Copy exactly the last part of the entries, starting from the line with "Practice step: identify the lawn" and including the final line.

=======

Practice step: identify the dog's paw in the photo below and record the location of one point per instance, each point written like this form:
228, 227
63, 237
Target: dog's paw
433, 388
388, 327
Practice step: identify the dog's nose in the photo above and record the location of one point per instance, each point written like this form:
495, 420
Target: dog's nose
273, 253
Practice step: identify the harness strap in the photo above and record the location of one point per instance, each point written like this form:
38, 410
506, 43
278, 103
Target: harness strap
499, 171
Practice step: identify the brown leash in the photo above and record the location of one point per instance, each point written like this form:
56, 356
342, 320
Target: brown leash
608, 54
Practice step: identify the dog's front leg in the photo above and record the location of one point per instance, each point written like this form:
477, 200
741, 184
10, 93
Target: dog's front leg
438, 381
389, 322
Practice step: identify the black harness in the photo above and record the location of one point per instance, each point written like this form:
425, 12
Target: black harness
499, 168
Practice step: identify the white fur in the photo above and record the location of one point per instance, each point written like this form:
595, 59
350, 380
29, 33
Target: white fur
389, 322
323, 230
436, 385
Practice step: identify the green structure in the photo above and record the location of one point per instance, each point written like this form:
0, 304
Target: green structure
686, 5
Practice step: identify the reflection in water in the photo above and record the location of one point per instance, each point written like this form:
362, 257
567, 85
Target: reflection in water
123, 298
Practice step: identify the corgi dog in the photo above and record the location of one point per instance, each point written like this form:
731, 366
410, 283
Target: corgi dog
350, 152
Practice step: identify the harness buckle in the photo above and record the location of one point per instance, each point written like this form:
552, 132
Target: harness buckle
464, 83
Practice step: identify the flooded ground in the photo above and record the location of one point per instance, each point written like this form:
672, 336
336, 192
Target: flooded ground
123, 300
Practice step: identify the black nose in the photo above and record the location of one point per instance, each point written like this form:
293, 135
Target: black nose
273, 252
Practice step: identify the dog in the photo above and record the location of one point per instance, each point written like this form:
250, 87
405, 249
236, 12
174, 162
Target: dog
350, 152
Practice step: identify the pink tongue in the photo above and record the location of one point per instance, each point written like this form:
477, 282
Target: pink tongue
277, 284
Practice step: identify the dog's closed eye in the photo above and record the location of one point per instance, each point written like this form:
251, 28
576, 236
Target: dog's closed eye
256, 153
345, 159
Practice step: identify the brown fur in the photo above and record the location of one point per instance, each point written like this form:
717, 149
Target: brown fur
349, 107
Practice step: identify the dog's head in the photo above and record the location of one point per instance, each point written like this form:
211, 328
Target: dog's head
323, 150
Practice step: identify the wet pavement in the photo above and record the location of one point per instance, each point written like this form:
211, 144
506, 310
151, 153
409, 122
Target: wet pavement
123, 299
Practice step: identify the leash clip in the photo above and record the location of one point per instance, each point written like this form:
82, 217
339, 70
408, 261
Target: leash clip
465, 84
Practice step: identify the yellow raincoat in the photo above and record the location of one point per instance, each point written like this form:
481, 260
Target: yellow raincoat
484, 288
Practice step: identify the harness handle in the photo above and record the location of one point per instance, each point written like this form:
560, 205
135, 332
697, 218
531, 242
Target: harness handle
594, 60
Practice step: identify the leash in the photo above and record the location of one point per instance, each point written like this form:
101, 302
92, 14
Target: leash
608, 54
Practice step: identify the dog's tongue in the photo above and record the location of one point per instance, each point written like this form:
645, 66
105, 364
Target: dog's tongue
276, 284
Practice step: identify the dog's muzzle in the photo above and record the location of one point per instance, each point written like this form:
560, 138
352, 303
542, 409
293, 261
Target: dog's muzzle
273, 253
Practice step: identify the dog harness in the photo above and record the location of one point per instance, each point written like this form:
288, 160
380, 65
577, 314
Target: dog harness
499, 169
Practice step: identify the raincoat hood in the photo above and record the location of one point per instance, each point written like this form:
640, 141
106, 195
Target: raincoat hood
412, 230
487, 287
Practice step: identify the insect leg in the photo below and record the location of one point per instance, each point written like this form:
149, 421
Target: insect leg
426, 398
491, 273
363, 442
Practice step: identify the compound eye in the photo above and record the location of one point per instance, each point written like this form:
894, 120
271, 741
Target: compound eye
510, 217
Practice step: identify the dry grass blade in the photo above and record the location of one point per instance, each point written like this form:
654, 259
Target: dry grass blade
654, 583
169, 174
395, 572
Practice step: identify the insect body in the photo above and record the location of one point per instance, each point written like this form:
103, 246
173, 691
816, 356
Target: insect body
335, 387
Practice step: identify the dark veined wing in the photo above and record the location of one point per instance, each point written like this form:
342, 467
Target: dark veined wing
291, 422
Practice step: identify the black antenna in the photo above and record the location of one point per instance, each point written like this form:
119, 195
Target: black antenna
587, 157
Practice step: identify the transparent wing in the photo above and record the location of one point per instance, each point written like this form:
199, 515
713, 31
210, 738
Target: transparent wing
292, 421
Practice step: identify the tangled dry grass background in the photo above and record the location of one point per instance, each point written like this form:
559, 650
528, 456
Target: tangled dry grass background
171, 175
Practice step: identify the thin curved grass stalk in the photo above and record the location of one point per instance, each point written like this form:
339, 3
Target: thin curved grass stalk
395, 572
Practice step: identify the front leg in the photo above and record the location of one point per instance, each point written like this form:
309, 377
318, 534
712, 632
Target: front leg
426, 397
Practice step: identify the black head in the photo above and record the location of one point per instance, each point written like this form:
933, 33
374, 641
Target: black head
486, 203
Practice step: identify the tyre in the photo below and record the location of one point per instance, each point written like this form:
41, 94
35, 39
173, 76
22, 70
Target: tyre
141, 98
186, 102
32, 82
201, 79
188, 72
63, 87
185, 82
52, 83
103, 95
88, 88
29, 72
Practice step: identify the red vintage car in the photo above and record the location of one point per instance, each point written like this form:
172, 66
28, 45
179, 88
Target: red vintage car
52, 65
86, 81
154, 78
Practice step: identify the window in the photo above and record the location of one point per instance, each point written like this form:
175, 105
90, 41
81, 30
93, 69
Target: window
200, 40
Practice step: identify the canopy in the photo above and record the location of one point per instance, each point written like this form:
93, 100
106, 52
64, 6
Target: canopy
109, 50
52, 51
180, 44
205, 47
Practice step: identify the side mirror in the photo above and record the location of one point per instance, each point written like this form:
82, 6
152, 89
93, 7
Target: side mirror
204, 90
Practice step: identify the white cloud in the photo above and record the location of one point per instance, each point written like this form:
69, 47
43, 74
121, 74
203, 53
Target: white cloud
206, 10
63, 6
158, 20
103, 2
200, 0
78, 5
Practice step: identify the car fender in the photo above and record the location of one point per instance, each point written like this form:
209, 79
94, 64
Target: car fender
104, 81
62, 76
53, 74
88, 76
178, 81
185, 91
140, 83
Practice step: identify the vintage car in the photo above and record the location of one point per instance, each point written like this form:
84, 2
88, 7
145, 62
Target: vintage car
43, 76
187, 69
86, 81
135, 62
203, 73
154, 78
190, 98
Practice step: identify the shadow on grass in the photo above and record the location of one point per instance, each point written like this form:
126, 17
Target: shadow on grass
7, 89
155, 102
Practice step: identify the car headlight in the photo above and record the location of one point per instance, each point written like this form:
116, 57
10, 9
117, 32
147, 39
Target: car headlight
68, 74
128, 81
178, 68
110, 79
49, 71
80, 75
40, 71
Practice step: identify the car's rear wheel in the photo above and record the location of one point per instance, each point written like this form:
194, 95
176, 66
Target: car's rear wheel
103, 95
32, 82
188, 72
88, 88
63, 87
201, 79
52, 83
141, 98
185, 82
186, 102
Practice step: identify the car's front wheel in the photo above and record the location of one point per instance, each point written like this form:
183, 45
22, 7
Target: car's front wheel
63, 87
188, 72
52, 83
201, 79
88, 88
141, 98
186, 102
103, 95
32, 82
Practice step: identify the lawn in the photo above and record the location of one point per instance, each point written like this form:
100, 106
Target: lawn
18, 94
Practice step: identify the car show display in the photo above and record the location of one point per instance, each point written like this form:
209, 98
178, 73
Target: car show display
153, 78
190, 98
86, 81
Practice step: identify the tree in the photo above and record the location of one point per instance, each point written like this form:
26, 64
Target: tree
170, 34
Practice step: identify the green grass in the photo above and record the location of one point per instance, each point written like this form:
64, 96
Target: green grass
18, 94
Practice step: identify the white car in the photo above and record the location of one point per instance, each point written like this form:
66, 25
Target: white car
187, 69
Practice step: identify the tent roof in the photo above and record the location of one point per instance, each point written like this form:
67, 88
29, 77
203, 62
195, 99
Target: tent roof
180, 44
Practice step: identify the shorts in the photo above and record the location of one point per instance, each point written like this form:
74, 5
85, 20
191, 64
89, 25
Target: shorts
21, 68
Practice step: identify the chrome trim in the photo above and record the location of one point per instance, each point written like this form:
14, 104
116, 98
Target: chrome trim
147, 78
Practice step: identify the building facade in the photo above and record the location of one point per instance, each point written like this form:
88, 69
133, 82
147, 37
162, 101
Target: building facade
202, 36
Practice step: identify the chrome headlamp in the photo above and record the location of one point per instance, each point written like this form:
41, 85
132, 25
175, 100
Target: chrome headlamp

=======

◆ **Output below**:
Practice step: identify the lawn in the photo above and record the location of one point per instance, each point written like this form:
100, 106
Target: lawn
18, 94
Practice step: identify the car show display in the photo above and record the location of one point per instance, each point written like this form:
209, 98
178, 73
Target: car show display
153, 78
190, 98
86, 81
Practice step: identify the tree in the photo above and record the location of one point per instance, each point written like this form:
26, 64
Target: tree
170, 34
Practice step: identify the green grass in the photo above and record the location of one point per instance, each point written like this form:
64, 96
Target: green grass
18, 94
Practice step: identify the white car in the photo above and record the location of one point per instance, each point written like this form:
66, 25
Target: white car
187, 69
Practice step: identify the tent roof in the photo above and record the location of one point per instance, each point written like this form:
67, 88
29, 77
203, 62
195, 99
Target: tent roof
180, 44
Practice step: identify the shorts in the photo above and record the location of one point per instance, each point written like this form:
74, 5
85, 20
191, 64
89, 25
Target: shorts
21, 68
Practice step: identify the chrome trim in the photo above and record the location of one point per instance, each point written like this form:
14, 104
116, 98
Target: chrome trim
147, 78
Practice step: identify the building facade in the photo above and record the location of one point per instance, each point written like this form:
88, 69
133, 82
147, 37
162, 101
Target: building facade
202, 36
Practice step: identify the chrome headlamp in the photo above and record the location of one point per instance, each point written like this form:
41, 85
132, 25
175, 100
Target: chrome headlamp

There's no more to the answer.